本文
....................

【出演者変更】第36回 名古屋クラシックフェスティバル

ワールドクラスのアーティスト達による華やかな祭典が開幕

*出演者変更のお知らせ
「第36回 名古屋クラシックフェスティバル」のNDRエルプフィルハーモニー管弦楽団公演にソリストとして出演予定であったピアニストエレーヌ・グリモーは、肩の故障のため、来日が不可能となりました。代役としてアンナ・ヴィニツカヤが出演いたします。曲目の変更はございません。(ラヴェル:ピアノ協奏曲 ト長調)
詳細は下記ホームページをご確認ください。
http://cte.jp/


中京地区のクラシック音楽シーンを華やかに彩る「名古屋クラシックフェスティバル」が今年も開催される。この9月から2019年2月までの全8公演にわたり、オペラ、バレエ、オーケストラ、ピアノなど幅広い分野から世界的なアーティストを招く。会場は日本特殊陶業市民会館フォレストホール(名古屋市民会館大ホール)と愛知県芸術劇場コンサートホール。
開幕を告げるのはアリス=紗良・オットのピアノ・リサイタル(9/24)。ドイツ人と日本人の両親を持つアリスだが、今回のプログラムではパリで活躍した作曲家たちがとりあげられる。今年没後100年を迎えたドビュッシーの「ベルガマスク組曲」、サティの「ジムノぺディ第1番」、ラヴェルの「夜のガスパール」、祖国ポーランドを離れパリのサロンで時代の寵児となったショパンの「バラード第1番」他。瑞々しくフレッシュな感性で、作品から新たな魅力を引き出してくれるのではないか。
ブルガリア国立歌劇場は、劇場総裁でもあるプラーメン・カルターロフの演出によるビゼーの《カルメン》を上演する(10/7)。奔放なカルメンと堅物ドン・ホセの愛憎劇は何度観ても色褪せることのない不滅の傑作だが、今回の演出はギリシャ古典劇と日本の「能」に着想を得ているという。指揮の原田慶太楼は同プロダクションをブルガリアの現地で指揮して、成功を収めている。

....................

手元の資料
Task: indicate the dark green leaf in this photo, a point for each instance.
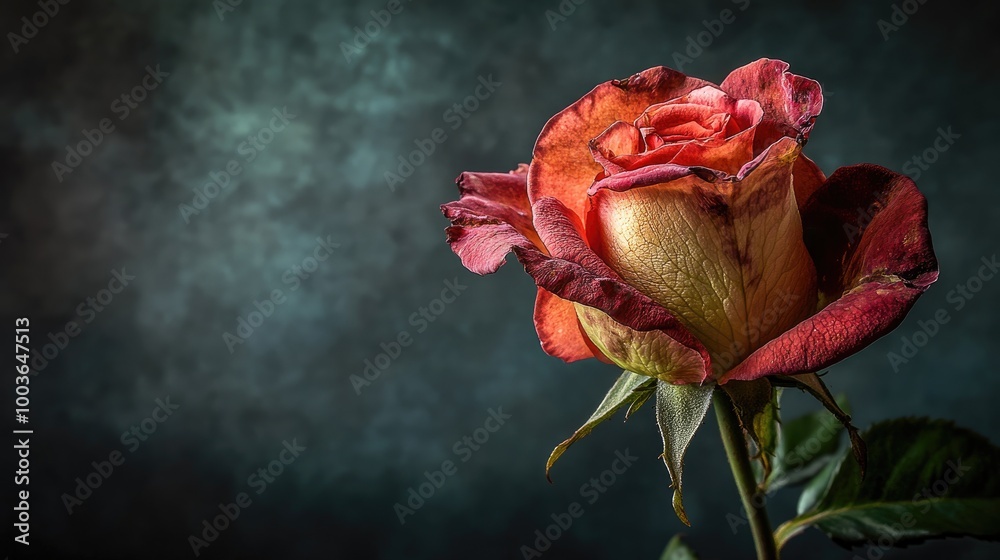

....................

やること
名古屋クラシックフェスティバルの本文を、一字も変えずに最初から最後までもう一度書いてください。

この答え
【出演者変更】第36回 名古屋クラシックフェスティバル

ワールドクラスのアーティスト達による華やかな祭典が開幕

*出演者変更のお知らせ
「第36回 名古屋クラシックフェスティバル」のNDRエルプフィルハーモニー管弦楽団公演にソリストとして出演予定であったピアニストエレーヌ・グリモーは、肩の故障のため、来日が不可能となりました。代役としてアンナ・ヴィニツカヤが出演いたします。曲目の変更はございません。(ラヴェル:ピアノ協奏曲 ト長調)
詳細は下記ホームページをご確認ください。
http://cte.jp/


中京地区のクラシック音楽シーンを華やかに彩る「名古屋クラシックフェスティバル」が今年も開催される。この9月から2019年2月までの全8公演にわたり、オペラ、バレエ、オーケストラ、ピアノなど幅広い分野から世界的なアーティストを招く。会場は日本特殊陶業市民会館フォレストホール(名古屋市民会館大ホール)と愛知県芸術劇場コンサートホール。
開幕を告げるのはアリス=紗良・オットのピアノ・リサイタル(9/24)。ドイツ人と日本人の両親を持つアリスだが、今回のプログラムではパリで活躍した作曲家たちがとりあげられる。今年没後100年を迎えたドビュッシーの「ベルガマスク組曲」、サティの「ジムノぺディ第1番」、ラヴェルの「夜のガスパール」、祖国ポーランドを離れパリのサロンで時代の寵児となったショパンの「バラード第1番」他。瑞々しくフレッシュな感性で、作品から新たな魅力を引き出してくれるのではないか。
ブルガリア国立歌劇場は、劇場総裁でもあるプラーメン・カルターロフの演出によるビゼーの《カルメン》を上演する(10/7)。奔放なカルメンと堅物ドン・ホセの愛憎劇は何度観ても色褪せることのない不滅の傑作だが、今回の演出はギリシャ古典劇と日本の「能」に着想を得ているという。指揮の原田慶太楼は同プロダクションをブルガリアの現地で指揮して、成功を収めている。